__PROMPT__
For each statement, answer yes or no on whether it agrees with the article on joint ownership of intellectual property in Turkey, and quote the words from the article that decide it. (a) The authors were aware of case law on joint ownership disputes arising out of patents when they wrote the article. (b) Ownership interests in jointly created copyrighted works follow a "co-owner" principle. (c) Trademarks are addressed in Decree Law 551.

__TEXT TO READ__
This Article was originally published at LES Nouvelles, December 2012
JOINT OWNERSHIP OF INTELLECTUAL PROPERTY RIGHTS
IN TURKEY
By
Omer HIZIROGLU, CLP General Manager, Inovent
Corp
And
Yucel HAMZAOGLU, Director, BTS Partners
In Turkey, Intellectual Property
ownership rights of are generally addressed in the applicable laws regulating
patents, Decree Law 551 (“DL 551”), trademarks, Decree Law 556 (“DL 556”) and Copyrights,
Law 5846 on Intellectual and artistic works (“5846”). While these legislative
texts generally address the ownership rights regarding joint ownership, for the
intricacies and specific circumstances one must refer to other legislative texts
such as the Turkish Civil Code (4721) and the Code of Obligations (6098).
As an introduction, we note that
with regards to patents, in the context of a joint invention, the ownership
interests of the joint investors shall be as “joint-owners” as opposed to
Copyrights where ownership interests on jointly created works shall be on
“co-owner” principle.
In practice we observe that most
issues and litigation related to, often difficult to manage and monitor ownership
issues arising out of the claims of two or more claimants, are in the area of
Copyrights. The authors, at the time of the drafting of this article are not
aware of any case law regarding joint ownership related disputes or case law
arising out of patents.
A note on patents: with increasing university- industry
collaboration projects, we note that when ownership issues on the potential
invention is leading to a deadlock, parties look upon a “joint patent” as a
mutually acceptable compromise, often unaware of the possible risks of future
disputes that a joint patent may lead to during the commercialization process.
Most collaborative agreements address the issue with a basic language such as
“all intellectual property rights arising out of this agreement shall be
jointly owned by the parties.” While this simple but naive approach resolves
the negotiation dead lock, we observe first signs of trouble when an IP disclosure
does indeed happen and parties face the music for the first time as they try to
struggle with basic questions such as: Who shall manage the application? Who should
be named as inventors? Who shall have the right to (exclusively) commercialize
the invention? How to handle various
approaches that national legislations have regarding the maintenance,
exploitation and enforcement of intellectual property rights? We have also
observed an extreme case where a party simply filed for a patent in its own
name, naming only its inventors in the application in a clear breach of the
research agreement that had called for a joint application. Thus, we would
expect to see Turkish courts forced to address issues of joint ownership of
patents in a relatively near future as the “easy way out” short term solutions
lead to long-term disputes.

[Region annotation lines]
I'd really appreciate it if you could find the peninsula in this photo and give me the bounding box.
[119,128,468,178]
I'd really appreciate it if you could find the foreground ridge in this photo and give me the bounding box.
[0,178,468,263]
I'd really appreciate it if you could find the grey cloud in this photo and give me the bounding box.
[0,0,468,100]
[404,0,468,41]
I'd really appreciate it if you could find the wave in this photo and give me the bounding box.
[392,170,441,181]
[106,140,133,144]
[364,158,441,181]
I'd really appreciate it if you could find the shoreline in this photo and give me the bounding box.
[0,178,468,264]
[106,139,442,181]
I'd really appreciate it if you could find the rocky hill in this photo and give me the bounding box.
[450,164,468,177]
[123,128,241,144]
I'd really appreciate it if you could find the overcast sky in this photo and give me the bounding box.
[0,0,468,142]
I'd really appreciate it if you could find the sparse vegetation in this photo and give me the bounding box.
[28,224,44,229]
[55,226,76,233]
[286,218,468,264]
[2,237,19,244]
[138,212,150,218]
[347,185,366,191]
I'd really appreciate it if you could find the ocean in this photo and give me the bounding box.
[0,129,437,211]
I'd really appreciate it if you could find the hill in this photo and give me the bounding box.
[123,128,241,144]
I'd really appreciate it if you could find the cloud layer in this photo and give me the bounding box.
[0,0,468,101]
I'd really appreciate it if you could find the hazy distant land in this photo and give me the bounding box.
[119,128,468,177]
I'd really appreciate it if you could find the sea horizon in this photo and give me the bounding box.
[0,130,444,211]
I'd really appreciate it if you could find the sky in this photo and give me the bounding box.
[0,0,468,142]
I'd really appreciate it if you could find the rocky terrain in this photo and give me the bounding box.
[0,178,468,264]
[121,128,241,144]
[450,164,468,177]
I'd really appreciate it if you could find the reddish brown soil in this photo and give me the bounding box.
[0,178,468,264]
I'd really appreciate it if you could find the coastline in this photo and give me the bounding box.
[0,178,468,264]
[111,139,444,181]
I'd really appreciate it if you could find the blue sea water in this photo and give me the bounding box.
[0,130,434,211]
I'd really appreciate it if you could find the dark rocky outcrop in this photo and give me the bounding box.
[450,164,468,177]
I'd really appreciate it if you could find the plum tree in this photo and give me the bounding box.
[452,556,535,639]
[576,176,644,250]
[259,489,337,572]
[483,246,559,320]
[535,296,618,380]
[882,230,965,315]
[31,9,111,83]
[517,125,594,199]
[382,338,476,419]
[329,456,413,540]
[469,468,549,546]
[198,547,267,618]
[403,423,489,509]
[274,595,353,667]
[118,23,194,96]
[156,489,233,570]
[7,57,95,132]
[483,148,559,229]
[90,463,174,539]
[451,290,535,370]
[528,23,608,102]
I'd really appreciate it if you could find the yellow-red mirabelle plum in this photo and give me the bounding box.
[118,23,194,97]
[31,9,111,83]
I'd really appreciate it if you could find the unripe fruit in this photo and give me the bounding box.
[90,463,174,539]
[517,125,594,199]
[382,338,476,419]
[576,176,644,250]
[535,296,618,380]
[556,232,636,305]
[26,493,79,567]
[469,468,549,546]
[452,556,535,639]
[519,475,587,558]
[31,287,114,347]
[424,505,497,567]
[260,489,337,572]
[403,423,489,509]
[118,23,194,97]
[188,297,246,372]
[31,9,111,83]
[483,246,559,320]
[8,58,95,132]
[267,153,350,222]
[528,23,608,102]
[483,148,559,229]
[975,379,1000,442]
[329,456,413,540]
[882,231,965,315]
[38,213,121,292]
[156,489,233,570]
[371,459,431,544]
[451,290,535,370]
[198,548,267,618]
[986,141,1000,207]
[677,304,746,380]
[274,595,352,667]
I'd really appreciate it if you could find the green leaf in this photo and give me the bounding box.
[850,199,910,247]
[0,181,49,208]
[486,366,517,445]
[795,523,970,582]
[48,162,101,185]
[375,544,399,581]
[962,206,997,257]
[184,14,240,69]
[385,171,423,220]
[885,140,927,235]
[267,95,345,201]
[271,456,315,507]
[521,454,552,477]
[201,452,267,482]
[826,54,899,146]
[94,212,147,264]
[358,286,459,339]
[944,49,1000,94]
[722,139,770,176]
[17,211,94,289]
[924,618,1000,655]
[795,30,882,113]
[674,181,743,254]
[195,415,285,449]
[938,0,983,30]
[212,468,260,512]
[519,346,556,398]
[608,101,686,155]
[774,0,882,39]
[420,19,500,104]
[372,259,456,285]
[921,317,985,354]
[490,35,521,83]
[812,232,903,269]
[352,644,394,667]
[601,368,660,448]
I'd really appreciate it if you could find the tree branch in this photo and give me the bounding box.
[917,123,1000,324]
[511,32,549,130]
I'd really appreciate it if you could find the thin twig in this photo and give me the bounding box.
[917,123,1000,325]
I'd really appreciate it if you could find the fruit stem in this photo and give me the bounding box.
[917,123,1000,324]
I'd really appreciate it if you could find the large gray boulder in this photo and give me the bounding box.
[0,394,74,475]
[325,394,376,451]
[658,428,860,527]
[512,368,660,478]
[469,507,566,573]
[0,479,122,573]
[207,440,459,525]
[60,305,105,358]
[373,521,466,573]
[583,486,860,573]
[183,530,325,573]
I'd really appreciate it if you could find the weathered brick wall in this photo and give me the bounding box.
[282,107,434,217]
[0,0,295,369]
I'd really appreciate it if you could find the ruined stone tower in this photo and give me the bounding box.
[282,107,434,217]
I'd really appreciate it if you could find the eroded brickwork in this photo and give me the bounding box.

__OUTPUT FOR THIS TASK__
(a) No: "The authors, at the time of the drafting of this article are not aware of any case law regarding joint ownership related disputes or case law arising out of patents."
(b) Yes: "Copyrights where ownership interests on jointly created works shall be on “co-owner” principle."
(c) No: "trademarks, Decree Law 556 (“DL 556”)"